====== Given records ======
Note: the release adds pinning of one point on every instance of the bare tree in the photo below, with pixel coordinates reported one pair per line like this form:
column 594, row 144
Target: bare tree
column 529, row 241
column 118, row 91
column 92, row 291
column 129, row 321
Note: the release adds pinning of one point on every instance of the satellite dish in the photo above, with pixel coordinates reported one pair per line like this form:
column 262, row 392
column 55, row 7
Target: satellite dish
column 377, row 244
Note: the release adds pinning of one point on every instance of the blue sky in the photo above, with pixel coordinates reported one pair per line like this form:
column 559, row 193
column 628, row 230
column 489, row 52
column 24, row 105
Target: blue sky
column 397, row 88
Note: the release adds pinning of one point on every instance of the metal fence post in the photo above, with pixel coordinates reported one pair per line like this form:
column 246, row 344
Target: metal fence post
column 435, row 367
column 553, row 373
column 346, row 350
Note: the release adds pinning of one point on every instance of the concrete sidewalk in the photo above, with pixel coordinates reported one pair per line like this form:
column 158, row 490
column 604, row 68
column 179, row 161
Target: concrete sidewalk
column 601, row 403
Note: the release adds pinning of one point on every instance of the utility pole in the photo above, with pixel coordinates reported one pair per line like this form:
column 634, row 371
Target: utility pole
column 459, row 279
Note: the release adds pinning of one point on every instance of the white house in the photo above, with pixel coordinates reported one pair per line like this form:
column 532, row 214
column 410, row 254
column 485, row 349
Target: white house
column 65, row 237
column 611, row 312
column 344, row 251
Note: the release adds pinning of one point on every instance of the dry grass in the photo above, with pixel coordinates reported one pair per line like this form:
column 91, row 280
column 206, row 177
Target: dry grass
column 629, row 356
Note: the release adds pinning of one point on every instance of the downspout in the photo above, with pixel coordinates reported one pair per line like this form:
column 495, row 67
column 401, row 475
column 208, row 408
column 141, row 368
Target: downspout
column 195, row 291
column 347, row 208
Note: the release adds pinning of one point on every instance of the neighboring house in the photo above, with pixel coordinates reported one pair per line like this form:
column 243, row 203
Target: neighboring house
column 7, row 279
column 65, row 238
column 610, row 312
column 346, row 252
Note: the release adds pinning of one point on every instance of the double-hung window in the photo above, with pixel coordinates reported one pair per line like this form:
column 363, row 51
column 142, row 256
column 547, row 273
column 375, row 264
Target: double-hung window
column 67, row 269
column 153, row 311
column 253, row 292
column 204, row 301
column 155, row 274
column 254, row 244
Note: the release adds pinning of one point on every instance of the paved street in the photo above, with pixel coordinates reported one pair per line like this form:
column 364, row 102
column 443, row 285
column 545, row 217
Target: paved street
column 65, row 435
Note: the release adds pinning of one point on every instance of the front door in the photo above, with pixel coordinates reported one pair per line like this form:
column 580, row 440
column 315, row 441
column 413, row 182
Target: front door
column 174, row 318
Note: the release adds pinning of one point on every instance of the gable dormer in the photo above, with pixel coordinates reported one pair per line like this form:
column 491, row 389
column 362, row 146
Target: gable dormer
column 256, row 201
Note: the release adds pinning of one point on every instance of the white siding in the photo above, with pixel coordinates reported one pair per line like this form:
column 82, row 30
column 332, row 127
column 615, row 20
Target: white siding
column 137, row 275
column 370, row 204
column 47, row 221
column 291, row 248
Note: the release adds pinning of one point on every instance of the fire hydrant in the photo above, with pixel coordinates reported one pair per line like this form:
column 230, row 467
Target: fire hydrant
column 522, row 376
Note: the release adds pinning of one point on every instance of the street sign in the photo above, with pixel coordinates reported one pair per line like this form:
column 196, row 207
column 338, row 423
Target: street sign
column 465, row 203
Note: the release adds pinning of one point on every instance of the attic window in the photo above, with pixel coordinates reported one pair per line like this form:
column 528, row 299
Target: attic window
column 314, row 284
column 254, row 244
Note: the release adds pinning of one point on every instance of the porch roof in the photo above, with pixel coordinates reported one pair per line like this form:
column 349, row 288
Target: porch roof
======
> **What needs to be done**: Working down from the line that contains "Target: paved street", retype each line exactly through the last line of the data, and give nothing else.

> **Result of this exercise**:
Target: paved street
column 65, row 435
Note: the release adds pinning of one point on every instance of the front door in the photo above, with pixel coordinates reported one pair per line like this form:
column 580, row 440
column 315, row 441
column 413, row 182
Target: front door
column 174, row 318
Note: the release adds pinning of one point on every instance of the gable dormer in the photo above, with pixel coordinates reported one pair per line like this form:
column 491, row 389
column 362, row 146
Target: gable dormer
column 256, row 201
Note: the release adds pinning of one point on every instance of the white siding in the photo above, with pixel coordinates reported one pair per line like this form:
column 82, row 30
column 332, row 127
column 615, row 20
Target: white siding
column 137, row 275
column 370, row 204
column 47, row 221
column 291, row 248
Note: the release adds pinning of one point on every instance of the fire hydrant in the photo above, with pixel coordinates reported one pair per line like this form:
column 230, row 467
Target: fire hydrant
column 522, row 376
Note: the release adds pinning of one point on every instance of the street sign in the photo above, with pixel coordinates reported one pair per line like this form:
column 196, row 207
column 338, row 423
Target: street sign
column 465, row 203
Note: the release adds pinning of one point on every instance of the attic window in the photo above, with pixel coordinates reported one pair per line like this form:
column 528, row 299
Target: attic window
column 314, row 284
column 254, row 244
Note: the release adds pinning of one point on every instance of the porch roof in the photo above, with pixel coordinates reported one pair per line like this form:
column 349, row 288
Target: porch roof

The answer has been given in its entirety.